REQUIREMENTS
Rewrite everything from the line containing "of the white" down to the end of the records, requests included. Offset every coordinate in the answers by -58.

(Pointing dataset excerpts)
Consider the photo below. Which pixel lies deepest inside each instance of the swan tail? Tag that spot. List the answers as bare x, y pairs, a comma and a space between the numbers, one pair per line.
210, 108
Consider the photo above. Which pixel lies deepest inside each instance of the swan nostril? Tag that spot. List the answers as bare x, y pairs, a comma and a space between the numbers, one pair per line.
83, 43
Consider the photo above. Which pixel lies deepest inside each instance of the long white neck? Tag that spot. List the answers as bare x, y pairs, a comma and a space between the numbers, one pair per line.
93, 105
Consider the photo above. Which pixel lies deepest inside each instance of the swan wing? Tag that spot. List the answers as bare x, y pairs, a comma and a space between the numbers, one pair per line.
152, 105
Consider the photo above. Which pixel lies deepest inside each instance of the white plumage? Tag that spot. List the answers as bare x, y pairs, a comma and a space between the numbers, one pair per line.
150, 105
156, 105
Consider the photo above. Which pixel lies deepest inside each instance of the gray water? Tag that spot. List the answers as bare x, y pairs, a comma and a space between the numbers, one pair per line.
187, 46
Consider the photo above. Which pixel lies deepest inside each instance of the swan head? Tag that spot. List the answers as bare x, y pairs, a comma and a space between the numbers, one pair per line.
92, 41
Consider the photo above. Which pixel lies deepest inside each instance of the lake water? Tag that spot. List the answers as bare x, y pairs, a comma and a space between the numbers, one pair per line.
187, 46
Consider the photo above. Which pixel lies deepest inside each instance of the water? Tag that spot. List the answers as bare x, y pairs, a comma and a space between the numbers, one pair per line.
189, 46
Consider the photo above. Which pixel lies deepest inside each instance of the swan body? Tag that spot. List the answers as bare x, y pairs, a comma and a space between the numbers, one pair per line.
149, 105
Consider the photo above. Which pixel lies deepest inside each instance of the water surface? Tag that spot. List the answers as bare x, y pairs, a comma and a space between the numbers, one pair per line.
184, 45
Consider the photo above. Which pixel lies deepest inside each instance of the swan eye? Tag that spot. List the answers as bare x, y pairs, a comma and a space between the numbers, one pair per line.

RESPONSE FOR THIS EXERCISE
Consider the photo above. Which pixel lies deepest inside each instance of the white plumage? Tag that spot. List the answers as bare x, y pairs, a comma and a space between the numbers, one pair per line.
92, 47
98, 47
Consider the photo above. Which pixel lies deepest inside each instance of the gray water? Tag that spot. List the answers as bare x, y pairs, a comma and a space between the numbers, one pair per line.
129, -12
Consider the photo above. Which pixel lies deepest inside each instance of the swan head? Tag that spot. List the answers as bare x, y pairs, a comma and a space between the numbers, one pair per line.
34, -17
Consider the photo above. Which pixel lies deepest inside each instance of the lake water? Tag that spot. List the answers as bare x, y pairs, a comma and a space between the numbers, one pair per line.
129, -12
Consider the photo above. Which pixel lies deepest inside each instance of the water? Tag that spot. List the answers as bare x, y pairs, a comma and a space between the numbers, one pair per line.
131, -12
Consider the photo above. Which pixel lies deepest inside each instance of the swan body? Tag that spot. List the answers as bare x, y pairs, a comma and a space between the numbers, one pair per line.
91, 47
Consider the photo above. Which pixel lies deepest inside each instance of the water surface? Tag that spot. List the answers as bare x, y pairs, a comma and a space between the numbers, one pair per line.
126, -13
Consider the photo above. Which pixel lies deepest inside each instance of the swan eye? Tag that spot. List the answers as bare x, y pairs, a comma and a space between the numbers, one pair per line.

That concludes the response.